● **WORK REQUEST**
Find where "Mark the innermost point of each instance of the soldier's belt" appears in the records below, then return that line and every later line exactly, stopping only at the last line.

[DATASET ENTRIES Boundary: Start]

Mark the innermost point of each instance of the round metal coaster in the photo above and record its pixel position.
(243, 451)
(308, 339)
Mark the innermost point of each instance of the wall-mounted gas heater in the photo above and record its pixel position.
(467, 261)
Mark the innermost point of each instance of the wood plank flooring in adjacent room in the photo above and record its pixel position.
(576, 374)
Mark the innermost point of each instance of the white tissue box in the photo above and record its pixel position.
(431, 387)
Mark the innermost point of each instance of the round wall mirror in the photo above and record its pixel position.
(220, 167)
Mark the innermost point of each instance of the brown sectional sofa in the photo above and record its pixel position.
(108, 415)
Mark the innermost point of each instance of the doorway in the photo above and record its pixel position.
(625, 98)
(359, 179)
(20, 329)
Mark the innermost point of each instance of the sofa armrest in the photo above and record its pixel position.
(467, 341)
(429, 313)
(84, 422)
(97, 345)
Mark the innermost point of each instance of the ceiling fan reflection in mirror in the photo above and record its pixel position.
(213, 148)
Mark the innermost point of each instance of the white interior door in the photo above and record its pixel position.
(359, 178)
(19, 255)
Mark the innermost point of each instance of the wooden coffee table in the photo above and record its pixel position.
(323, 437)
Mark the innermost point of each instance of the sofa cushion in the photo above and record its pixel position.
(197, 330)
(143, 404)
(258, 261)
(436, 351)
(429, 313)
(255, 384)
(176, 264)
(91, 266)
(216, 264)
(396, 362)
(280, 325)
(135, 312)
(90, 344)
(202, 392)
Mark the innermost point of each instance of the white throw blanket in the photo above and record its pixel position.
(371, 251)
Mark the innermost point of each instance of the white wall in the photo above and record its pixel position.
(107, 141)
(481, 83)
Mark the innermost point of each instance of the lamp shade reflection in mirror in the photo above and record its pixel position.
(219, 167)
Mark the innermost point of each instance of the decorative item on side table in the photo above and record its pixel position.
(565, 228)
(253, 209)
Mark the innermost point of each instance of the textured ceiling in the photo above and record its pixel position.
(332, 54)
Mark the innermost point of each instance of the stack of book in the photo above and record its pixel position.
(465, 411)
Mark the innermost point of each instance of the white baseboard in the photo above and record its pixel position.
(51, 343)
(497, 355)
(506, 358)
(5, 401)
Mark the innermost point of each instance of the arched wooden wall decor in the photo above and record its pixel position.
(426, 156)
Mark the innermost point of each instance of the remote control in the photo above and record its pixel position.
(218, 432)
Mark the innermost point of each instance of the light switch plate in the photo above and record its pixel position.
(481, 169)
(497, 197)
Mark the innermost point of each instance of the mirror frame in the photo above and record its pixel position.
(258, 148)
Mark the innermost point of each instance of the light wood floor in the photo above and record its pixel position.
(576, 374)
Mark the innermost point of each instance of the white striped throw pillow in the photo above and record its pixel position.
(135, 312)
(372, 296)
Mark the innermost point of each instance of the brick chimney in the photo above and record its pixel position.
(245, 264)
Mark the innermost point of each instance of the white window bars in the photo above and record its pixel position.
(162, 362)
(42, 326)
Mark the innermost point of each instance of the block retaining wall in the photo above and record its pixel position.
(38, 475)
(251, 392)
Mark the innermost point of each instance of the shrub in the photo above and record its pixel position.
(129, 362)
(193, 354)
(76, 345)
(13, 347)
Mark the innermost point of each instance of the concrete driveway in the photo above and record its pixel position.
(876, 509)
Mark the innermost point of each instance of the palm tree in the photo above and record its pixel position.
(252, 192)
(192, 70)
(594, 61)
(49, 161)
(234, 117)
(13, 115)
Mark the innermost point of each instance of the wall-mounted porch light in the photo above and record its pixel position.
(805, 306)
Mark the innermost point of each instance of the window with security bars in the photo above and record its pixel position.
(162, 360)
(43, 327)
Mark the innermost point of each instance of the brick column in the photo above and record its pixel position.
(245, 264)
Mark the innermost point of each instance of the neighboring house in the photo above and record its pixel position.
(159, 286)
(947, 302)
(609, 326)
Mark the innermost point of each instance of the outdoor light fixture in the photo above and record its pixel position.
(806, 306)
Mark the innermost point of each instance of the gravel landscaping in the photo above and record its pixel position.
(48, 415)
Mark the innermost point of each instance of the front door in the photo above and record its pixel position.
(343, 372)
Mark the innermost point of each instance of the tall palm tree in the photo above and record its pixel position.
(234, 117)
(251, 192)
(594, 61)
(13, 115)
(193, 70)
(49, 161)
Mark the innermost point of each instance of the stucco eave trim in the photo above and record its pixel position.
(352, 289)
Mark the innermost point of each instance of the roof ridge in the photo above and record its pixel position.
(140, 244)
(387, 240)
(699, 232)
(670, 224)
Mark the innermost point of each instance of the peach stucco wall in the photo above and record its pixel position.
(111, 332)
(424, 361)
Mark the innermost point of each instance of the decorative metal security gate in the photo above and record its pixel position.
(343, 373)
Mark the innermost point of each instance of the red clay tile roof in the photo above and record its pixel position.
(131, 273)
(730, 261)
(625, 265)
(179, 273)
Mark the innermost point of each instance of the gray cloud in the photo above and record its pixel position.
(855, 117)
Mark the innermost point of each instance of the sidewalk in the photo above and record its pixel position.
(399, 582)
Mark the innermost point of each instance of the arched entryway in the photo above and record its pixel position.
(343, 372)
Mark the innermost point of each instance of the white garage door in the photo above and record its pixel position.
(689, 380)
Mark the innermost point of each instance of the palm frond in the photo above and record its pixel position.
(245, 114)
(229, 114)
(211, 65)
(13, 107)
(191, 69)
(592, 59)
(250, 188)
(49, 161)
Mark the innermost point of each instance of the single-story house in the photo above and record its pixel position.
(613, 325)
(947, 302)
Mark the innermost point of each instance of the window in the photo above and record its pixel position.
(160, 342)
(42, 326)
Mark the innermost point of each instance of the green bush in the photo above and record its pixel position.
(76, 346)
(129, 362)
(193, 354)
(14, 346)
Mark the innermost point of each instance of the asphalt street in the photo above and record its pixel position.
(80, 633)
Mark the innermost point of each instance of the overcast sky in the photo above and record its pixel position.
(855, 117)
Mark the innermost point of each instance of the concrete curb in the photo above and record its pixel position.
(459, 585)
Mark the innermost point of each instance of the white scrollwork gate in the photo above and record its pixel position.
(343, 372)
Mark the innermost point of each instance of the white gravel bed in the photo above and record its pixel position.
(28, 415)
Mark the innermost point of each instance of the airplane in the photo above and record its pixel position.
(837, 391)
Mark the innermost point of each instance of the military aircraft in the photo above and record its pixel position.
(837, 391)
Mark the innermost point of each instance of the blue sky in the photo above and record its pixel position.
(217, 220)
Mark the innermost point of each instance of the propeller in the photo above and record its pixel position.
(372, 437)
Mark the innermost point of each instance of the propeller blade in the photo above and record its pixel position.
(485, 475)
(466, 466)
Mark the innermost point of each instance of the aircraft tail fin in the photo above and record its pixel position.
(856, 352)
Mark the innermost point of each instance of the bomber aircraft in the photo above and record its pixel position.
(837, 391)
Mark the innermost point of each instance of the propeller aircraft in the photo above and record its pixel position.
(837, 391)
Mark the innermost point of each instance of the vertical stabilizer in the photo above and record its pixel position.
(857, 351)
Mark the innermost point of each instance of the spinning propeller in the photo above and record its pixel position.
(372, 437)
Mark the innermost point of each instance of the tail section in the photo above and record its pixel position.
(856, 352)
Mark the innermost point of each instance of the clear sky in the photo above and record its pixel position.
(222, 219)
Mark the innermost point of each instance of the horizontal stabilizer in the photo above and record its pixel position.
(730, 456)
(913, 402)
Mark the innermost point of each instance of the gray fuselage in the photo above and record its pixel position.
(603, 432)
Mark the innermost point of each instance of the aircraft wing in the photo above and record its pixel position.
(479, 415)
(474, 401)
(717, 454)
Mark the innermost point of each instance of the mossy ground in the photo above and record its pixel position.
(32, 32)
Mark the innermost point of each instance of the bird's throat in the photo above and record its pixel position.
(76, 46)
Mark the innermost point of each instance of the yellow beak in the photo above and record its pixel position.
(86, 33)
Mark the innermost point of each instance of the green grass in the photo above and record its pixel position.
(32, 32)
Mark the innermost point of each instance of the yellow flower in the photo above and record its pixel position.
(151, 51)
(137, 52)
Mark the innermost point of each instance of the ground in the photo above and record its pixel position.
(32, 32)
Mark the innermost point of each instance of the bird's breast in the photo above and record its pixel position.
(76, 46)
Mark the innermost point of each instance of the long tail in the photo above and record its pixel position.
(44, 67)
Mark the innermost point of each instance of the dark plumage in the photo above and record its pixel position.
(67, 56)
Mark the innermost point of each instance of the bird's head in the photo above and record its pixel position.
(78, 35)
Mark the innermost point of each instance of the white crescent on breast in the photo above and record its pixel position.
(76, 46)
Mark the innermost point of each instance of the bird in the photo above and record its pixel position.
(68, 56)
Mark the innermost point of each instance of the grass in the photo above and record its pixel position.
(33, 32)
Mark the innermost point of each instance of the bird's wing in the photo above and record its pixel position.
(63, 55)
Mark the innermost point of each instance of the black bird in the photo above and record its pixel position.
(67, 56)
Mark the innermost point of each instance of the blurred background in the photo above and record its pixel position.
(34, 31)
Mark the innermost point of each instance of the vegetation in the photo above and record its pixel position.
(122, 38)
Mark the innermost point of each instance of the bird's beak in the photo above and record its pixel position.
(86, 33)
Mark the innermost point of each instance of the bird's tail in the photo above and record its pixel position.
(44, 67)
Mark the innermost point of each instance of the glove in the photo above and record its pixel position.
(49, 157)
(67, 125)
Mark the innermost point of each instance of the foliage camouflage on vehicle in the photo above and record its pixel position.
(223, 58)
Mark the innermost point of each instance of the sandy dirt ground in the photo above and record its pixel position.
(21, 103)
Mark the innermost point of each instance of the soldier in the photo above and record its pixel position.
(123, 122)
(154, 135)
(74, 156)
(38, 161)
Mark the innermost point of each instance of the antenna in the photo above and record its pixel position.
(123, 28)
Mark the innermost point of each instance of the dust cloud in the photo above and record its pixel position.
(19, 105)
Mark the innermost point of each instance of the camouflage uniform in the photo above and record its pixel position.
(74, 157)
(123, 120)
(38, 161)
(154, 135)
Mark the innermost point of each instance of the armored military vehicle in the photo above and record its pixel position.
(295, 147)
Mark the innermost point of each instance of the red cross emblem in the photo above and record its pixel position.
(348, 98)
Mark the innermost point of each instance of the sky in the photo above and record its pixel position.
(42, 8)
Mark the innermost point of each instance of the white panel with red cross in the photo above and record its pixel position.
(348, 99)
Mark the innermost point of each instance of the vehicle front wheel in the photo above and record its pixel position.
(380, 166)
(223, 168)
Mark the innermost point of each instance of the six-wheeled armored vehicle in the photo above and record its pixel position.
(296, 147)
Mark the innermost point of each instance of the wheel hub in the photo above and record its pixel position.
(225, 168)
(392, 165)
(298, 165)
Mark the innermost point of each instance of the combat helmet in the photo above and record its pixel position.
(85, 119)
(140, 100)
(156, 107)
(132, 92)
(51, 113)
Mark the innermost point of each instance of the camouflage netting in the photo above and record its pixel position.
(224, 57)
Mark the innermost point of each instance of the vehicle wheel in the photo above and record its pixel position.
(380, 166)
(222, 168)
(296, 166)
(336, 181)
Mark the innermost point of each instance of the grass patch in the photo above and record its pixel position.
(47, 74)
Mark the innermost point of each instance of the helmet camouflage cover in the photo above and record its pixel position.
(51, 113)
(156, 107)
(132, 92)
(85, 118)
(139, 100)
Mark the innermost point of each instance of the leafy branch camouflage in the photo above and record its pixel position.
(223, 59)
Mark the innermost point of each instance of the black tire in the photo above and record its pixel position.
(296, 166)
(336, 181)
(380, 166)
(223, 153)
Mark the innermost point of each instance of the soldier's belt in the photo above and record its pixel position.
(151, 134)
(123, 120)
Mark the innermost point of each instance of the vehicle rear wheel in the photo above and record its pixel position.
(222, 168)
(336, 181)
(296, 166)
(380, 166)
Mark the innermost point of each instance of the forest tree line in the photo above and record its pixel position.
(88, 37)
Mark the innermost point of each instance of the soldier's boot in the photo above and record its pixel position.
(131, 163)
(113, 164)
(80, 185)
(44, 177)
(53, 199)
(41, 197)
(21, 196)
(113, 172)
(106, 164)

[DATASET ENTRIES Boundary: End]

● **REPLY**
Mark the innermost point of each instance of the soldier's belt in the photo above and record its pixel position.
(151, 134)
(123, 120)
Mark the innermost point of each instance of the vehicle rear wheel in the photo above and record its pixel position.
(222, 168)
(336, 181)
(296, 166)
(380, 166)
Mark the innermost point of each instance of the forest tree line in the photo above and record its pixel position.
(88, 37)
Mark the innermost point of each instance of the soldier's boot in the photo above and record its pixel position.
(131, 163)
(113, 164)
(80, 185)
(44, 177)
(53, 199)
(41, 197)
(21, 196)
(113, 172)
(106, 164)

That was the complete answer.